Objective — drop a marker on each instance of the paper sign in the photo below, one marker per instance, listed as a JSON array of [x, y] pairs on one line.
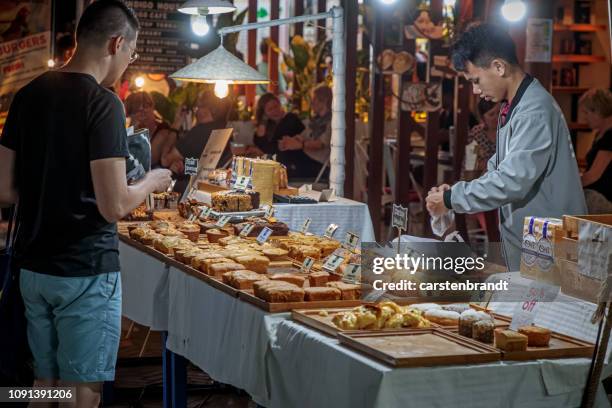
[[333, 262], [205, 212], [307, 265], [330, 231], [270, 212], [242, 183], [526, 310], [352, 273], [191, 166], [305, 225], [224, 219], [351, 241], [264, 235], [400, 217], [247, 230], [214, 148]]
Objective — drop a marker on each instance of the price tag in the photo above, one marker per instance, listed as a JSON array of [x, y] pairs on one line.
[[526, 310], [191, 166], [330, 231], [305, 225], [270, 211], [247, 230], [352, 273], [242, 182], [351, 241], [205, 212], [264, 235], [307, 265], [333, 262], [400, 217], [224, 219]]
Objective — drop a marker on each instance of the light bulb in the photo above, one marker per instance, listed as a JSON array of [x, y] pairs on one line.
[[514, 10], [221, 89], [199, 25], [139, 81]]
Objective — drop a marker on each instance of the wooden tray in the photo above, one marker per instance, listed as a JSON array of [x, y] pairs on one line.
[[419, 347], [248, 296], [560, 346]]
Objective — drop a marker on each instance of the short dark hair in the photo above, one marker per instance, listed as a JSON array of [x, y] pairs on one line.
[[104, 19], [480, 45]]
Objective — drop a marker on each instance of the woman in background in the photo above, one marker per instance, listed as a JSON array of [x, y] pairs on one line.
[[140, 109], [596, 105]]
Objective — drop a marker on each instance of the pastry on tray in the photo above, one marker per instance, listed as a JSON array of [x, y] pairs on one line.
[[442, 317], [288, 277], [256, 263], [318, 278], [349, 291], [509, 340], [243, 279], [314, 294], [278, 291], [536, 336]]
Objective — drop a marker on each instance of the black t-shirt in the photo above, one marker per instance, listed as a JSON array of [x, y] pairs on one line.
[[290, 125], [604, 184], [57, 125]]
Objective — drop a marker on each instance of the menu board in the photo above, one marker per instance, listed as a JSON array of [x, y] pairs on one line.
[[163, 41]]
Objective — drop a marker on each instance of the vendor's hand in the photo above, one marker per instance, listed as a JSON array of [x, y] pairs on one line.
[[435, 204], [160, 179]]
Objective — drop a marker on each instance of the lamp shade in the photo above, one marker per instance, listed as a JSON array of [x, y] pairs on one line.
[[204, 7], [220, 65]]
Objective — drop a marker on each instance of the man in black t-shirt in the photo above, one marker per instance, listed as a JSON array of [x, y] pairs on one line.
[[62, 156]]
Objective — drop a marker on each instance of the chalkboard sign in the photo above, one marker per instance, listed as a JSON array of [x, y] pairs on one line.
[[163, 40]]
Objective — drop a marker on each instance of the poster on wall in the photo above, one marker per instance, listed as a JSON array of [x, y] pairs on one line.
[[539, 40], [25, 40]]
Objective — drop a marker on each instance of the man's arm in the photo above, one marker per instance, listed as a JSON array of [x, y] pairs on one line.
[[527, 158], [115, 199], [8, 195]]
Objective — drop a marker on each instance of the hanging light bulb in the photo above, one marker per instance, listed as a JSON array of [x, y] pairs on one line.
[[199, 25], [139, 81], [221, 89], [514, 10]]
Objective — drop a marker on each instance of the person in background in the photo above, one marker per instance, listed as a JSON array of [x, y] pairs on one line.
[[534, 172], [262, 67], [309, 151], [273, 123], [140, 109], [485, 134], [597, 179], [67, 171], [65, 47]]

What you have to do: Copy the lines word for word, from the line with "Objective — drop a marker on each instance of the pastry" up to and including the line with "[[163, 41]]".

Solved exercise:
Objective — drop a marker on each instance of the pastry on tray in the photo above, one marker per instance, listed as a JSON array of [x, y] pairs on one line.
[[442, 317], [288, 277], [256, 263], [318, 278], [349, 291], [509, 340], [243, 279], [314, 294], [278, 291], [536, 336]]
Objective — drop a marker on each instance of the black t-shirt in the photo above, one marker per instance, listed as a JSON array of [x, y] pairs on one line.
[[290, 125], [604, 184], [57, 125]]
Objective — drop a marker on each instance of the menu board in the photo above, one marker per instance, listed as a JSON array of [x, y] pairs on one line.
[[163, 41]]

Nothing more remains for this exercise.